Stated problem: Show every line below that contains the word "returns", copying each one in full. Case counts.
# # #
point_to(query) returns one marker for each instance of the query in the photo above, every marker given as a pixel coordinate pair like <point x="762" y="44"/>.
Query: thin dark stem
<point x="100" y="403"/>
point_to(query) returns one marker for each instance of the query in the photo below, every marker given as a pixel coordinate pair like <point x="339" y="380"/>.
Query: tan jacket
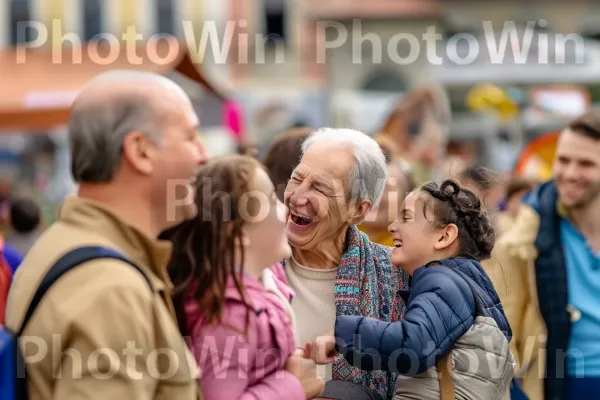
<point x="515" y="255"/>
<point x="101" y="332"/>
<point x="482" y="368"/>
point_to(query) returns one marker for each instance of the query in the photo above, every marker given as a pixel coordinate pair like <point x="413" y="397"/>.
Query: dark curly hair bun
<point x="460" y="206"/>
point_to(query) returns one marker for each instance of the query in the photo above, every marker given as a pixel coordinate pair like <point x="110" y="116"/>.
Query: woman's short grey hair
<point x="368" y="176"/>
# # #
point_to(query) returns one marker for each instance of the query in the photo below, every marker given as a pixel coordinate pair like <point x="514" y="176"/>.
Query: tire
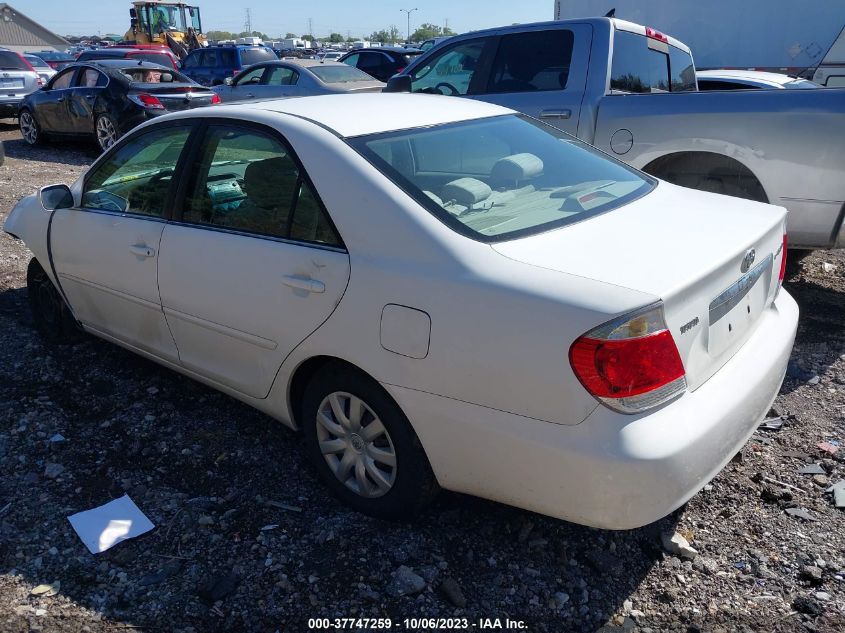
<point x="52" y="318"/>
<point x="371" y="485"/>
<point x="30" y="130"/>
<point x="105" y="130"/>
# # #
The reply:
point_to(query) returns one marker for each instance of the query in the photo above, every marker given as a pixel coordinate pair like <point x="762" y="44"/>.
point_to(query) returns one marker for each instance of the query in the photo below, every marker given as a pixel coordinate pair like <point x="339" y="380"/>.
point_to(query) returns one marker for each instance of the query in the photo above, every marker given as a pixel coordinate pair like <point x="413" y="397"/>.
point_to(query) returns one marker for each instance of the query in the photo above, every marker given as a pixel coordinate pair like <point x="110" y="116"/>.
point_to(query) returns one marker for each instance of the query in the photo below, every marker given as a pixel coordinate pair like <point x="514" y="176"/>.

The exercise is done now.